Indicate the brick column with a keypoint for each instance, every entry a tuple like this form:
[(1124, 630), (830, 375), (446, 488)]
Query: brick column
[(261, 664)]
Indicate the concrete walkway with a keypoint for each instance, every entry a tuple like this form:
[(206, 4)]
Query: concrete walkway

:::::

* _Work instructions_
Update the data above by replacing every occurrence of "keypoint" with "marker" and leaving everything else unchanged.

* _The output_
Indicate the brick column with a marker for each instance, every entry a tuple like this form:
[(1124, 630), (830, 375), (446, 488)]
Query: brick column
[(261, 664)]
Indicate the concrete walkway with a marker for each instance, every entry a tuple like this form:
[(206, 4)]
Query: concrete walkway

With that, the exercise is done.